Prosegui l'articolo su creatività, pensiero divergente e pensiero laterale, partendo subito dopo l'elenco dei tre punti con cui si chiude.

---------- ESTRATTO SELEZIONATO ----------

Creatività & C

Creatività & C

16 Agosto 2018 0 Di giuseppe perpiglia

Tutte le persone che si occupano di istruzione e formazione si sono imbattute con una certa frequenza in costrutti che spesso sono stati assimilati. Sto pensando al pensiero convergente e divergente, al pensiero laterale ed alla creatività. Questi costrutti hanno caratterizzazioni solo in parte sovrapponibili, ma tutti vengono richiamati con sempre maggiore frequenza perché la società nella quale viviamo è in rapido e continuo mutamento, cosa che ne costituisce la cifra distintiva.

Per stare al passo con i tempi è necessario saper leggere il presente ma anche ipotizzare il futuro. Per essere efficaci in tali attività è necessario saper fare ipotesi diverse, saper guardare il problema, che di volta in volta ci troviamo ad affrontare, da più punti di vista. Usare la sola logica sequenziale, per quanto importante, oramai non basta più.

Allora, per proseguire focalizziamo la nostra attenzione su tre punti:

  • Pensiero divergente,
  • Pensiero laterale,
  • Creatività.

---------- RIGHE DI DATI ----------

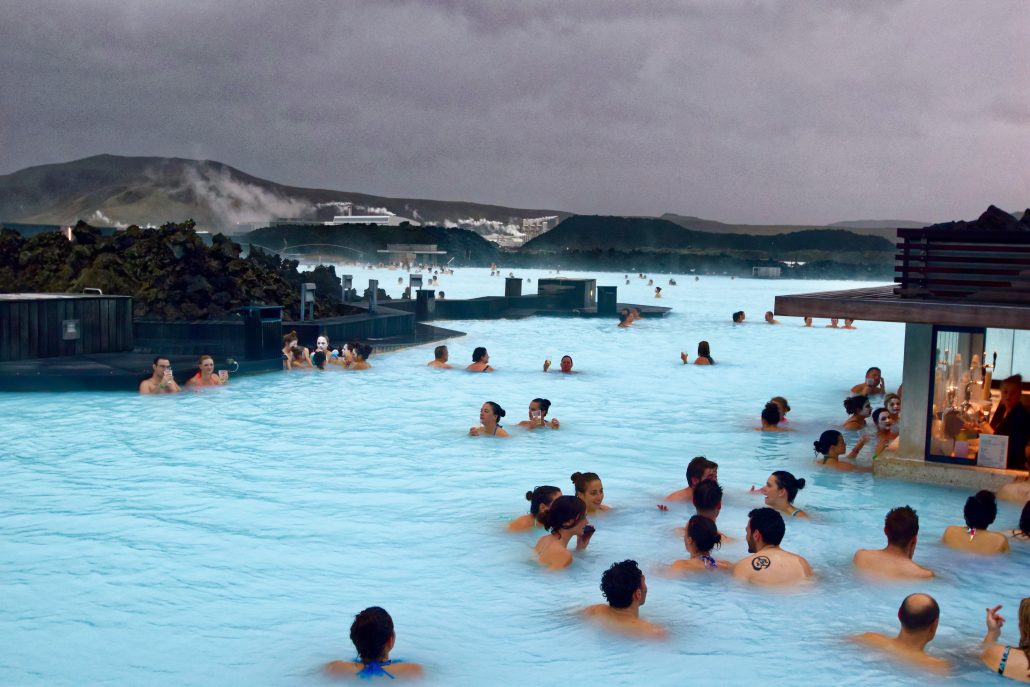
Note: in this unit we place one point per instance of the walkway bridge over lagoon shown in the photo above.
(91, 342)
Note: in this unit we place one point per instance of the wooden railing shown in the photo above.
(987, 267)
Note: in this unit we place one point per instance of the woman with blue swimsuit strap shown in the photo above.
(1008, 661)
(373, 636)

----------

▸ RISPOSTA ATTESA:
Il pensiero divergente è la capacità di riuscire ad ipotizzare più soluzioni alternative per uno stesso problema. Esso è strettamente correlato al pensiero creativo ed alla creatività. Secondo Joy Paul Guilford (psicologo statunitense nato Marquette, nel Nebraska, nel 1897 e deceduto nel 1987) il pensiero divergente è valutabile tramite tre indici:

  • La fluidità è un parametro quantitativo che valuta la numerosità delle idee prodotte;
  • La flessibilità cioè la capacità di adottare strategie diverse, ma anche l’elasticità di passare più o meno agevolmente da un compito ad un altro che richieda un impegno differente;
  • L’originalità che è l’attitudine a formulare idee uniche e personali, differenti da quelle prodotte dalla maggioranza.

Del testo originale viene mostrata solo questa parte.